» **What is needed**: Every line of the data must be copied exactly.

[Point placement records]
begin

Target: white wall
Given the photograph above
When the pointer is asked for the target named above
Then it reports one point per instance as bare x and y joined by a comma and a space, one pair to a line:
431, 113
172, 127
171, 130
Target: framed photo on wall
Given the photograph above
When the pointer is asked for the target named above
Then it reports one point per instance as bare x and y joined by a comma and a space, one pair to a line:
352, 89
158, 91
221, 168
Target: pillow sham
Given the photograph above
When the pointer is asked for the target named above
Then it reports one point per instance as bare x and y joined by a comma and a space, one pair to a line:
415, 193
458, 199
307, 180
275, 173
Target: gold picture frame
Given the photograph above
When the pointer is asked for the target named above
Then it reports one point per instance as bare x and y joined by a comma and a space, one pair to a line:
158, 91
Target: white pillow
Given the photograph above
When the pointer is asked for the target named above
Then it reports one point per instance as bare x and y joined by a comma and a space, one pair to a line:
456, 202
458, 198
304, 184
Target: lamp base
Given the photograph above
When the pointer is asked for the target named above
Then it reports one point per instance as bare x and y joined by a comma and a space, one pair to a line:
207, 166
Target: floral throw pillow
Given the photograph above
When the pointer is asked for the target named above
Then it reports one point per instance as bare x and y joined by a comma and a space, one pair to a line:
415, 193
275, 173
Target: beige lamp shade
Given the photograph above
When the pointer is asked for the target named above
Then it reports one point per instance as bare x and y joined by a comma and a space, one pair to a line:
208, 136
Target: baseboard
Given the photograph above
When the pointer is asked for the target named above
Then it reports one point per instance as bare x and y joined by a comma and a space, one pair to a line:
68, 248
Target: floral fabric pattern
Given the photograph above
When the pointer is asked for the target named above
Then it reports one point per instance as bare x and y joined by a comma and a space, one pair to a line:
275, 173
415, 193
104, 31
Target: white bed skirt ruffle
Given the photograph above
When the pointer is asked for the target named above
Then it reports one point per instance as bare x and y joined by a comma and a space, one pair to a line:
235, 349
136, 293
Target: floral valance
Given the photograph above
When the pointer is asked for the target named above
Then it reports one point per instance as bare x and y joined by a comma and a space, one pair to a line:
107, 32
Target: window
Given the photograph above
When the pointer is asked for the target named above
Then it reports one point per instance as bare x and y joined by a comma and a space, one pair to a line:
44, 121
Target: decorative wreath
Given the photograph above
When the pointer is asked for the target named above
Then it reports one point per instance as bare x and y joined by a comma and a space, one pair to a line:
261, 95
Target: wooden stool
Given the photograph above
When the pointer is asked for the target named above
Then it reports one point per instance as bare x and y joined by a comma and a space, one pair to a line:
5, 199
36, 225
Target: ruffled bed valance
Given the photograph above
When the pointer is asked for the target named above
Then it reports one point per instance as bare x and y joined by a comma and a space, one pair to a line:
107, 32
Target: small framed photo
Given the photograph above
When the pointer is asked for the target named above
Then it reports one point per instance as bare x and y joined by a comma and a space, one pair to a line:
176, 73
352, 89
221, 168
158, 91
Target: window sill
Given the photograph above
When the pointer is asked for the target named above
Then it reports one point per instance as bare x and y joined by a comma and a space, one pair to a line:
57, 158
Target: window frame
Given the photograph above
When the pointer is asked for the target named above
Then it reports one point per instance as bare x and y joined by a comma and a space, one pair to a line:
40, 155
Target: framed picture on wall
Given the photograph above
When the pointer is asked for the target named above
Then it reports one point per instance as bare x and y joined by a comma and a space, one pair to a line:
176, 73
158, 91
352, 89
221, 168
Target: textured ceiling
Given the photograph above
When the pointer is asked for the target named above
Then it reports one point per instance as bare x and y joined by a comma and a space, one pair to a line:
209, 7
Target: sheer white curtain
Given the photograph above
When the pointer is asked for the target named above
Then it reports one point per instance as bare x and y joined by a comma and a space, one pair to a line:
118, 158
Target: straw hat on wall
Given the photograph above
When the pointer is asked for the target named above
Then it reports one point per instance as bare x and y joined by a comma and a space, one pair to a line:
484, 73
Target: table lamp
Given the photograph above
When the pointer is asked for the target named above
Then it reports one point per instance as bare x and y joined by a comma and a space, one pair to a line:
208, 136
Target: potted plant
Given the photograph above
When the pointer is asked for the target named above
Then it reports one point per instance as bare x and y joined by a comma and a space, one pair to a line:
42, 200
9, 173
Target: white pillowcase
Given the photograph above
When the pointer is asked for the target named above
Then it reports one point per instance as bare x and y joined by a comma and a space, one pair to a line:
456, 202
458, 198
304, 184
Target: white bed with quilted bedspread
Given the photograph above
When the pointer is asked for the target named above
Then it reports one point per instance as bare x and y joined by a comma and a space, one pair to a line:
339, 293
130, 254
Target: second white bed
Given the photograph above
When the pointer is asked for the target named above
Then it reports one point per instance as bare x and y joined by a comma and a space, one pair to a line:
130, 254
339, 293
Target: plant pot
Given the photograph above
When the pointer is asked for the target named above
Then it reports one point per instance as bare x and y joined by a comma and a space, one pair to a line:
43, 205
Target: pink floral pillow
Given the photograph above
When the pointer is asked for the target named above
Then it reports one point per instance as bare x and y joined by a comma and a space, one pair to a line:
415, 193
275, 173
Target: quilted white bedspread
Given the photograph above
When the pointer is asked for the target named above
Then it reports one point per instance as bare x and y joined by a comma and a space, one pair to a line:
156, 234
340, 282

end

» **Complete output**:
Target: white wall
Given the photograph above
When the pointer is asked for the target named above
Then it reports one point per instance as bare x and y joined by a comma and a space, one pair to a line:
431, 113
172, 127
171, 130
Target: framed photo on wall
Given the photograph above
When the pointer is asked for the target named above
Then it reports one point per instance as bare x and y joined by a comma and a space, one pair to a line:
352, 89
158, 91
221, 168
Target: pillow sham
Given the photograph above
When the pointer is asked for the target named above
Then it reports one point per instance as bare x and y joined by a comma and a space, one pair to a line:
415, 193
458, 199
307, 180
275, 173
Target: gold picture frame
Given the photograph above
When the pointer is asked for the target named above
Then it reports one point per instance as bare x and y joined by a comma and a space, one pair to a line:
158, 91
Target: white pillow
Given the photograph above
When the pointer is asked for the target named above
Then it reports one point per instance as bare x and y joined by a comma and a space, one pair to a line:
456, 202
458, 198
304, 184
Target: lamp base
Given the photograph above
When the pointer is asked for the target named above
Then it reports one point per instance as bare x and y joined by a comma and a space, one pair to a line:
207, 166
Target: floral throw pillow
Given the photograph above
When the pointer is asked for the target named above
Then it reports one point per instance as bare x and y joined by a comma and a space, one pair to a line:
415, 193
275, 173
Target: beige lamp shade
Given the photograph above
When the pointer is asked for the target named above
Then it reports one point per instance as bare x and y joined by a comma and a space, one pair to a line:
208, 136
Target: baseboard
Given the photograph above
When the pointer is asked for the target named above
Then it reports one point per instance as bare x and y joined by a comma and a space, one pair to a line:
68, 248
Target: floral fabric pattern
Given the photograph above
When the pointer is asked for the target named above
Then it reports one point per instance as bare x and y joined by a comma and a space, one pair to a line:
275, 173
415, 193
104, 31
Target: white bed skirt ruffle
Given the photograph above
When the pointer is asked for the target named above
Then it reports one point per instance as bare x and y joined by a comma and a space, one pair to a line:
235, 349
136, 293
Target: floral valance
Given the photograph above
When the pointer is asked for the target named above
Then it reports one point per instance as bare x and y joined by a comma and a space, one pair to a line:
107, 32
Target: window
Given the photograph above
When the pointer is asked for the target named above
Then it reports one point per instance as bare x and y joined by a comma and a space, one pair to a line:
44, 121
Target: decorative wreath
Given the photograph above
When the pointer is asked for the target named above
Then it reports one point per instance as bare x and y joined by a comma and a space, one pair to a line:
261, 95
Target: wooden stool
Given the photograph above
When the pointer is asked for the target named above
Then it reports one point per instance as bare x and y joined by a comma and a space, one pair to a line:
5, 199
36, 225
Target: ruffled bed valance
Given the photograph above
When the pointer is asked for the target named above
Then it reports one point per instance as bare x and y joined by a comma and a space, one pair to a line:
107, 32
Target: small framed photo
Given the photograph above
When the pointer is asked for the target named above
Then it reports one point per instance as bare x and y joined by a comma and a space, one pair to a line:
176, 73
352, 89
221, 168
158, 91
Target: window sill
Given the photograph above
When the pointer is asked for the target named above
Then it reports one point per instance as bare x and y joined by a comma and a space, one pair to a line:
57, 158
Target: window frame
Given the photograph above
When the pointer is asked for the target named above
Then it reports one point per instance as bare x and y joined by a comma and a space, one pair to a line:
40, 155
Target: framed picture on wall
Given the photograph above
When the pointer is asked for the target named above
Then it reports one point per instance as bare x and y joined by a comma and a space, one pair to a line:
176, 73
158, 91
352, 89
221, 168
Target: textured ceiling
Given the photograph above
When the pointer is asked for the target named above
Then it reports one point per instance as bare x and y joined by a comma and a space, one pair to a line:
209, 7
Target: sheer white curtain
Given the photograph above
When the pointer is asked for the target named above
Then it reports one point per instance as bare x and y joined by a comma and a space, one pair to a line:
118, 158
Target: straw hat on wall
Given the photograph above
When the pointer is asked for the target named above
Then it reports one point per instance as bare x and y joined by a comma and a space, one pair to a line:
484, 73
Target: table lamp
Given the photograph above
When the pointer is asked for the target named above
Then it reports one point per instance as bare x and y joined by a comma and a space, one pair to a line:
208, 136
Target: potted plant
Given the photograph above
When the pointer is asked for the target named above
Then it reports one point per instance as bare x and y joined by a comma and a space, one pair to a line:
42, 200
9, 173
Target: white pillowcase
Given the photograph above
When the pointer is asked for the target named above
Then it reports one point per instance as bare x and y joined by a comma and a space, one pair to a line:
456, 202
458, 198
304, 184
Target: white bed with quilted bedspread
Given the photograph above
When the pointer is asked for the target named above
Then it reports one point per instance as bare x and y joined by a comma and a space, one pair to a line:
339, 293
130, 254
Target: second white bed
Given the photograph above
When the pointer is asked for the target named above
Then it reports one point per instance as bare x and y joined by a comma and a space, one pair to a line:
130, 254
339, 293
Target: plant pot
Given the photograph above
When the pointer is asked for the target named above
Then it reports one point per instance as bare x and y joined by a comma and a space, one pair to a line:
43, 205
Target: pink floral pillow
Given the photograph above
When the pointer is asked for the target named above
Then it reports one point per instance as bare x and y joined by a comma and a space, one pair to a line:
415, 193
275, 173
Target: quilted white bedspread
Given the photograph above
When the pointer is asked for the target named above
Then it reports one point per instance as bare x and y joined by a comma and a space, one pair to a line:
156, 234
340, 282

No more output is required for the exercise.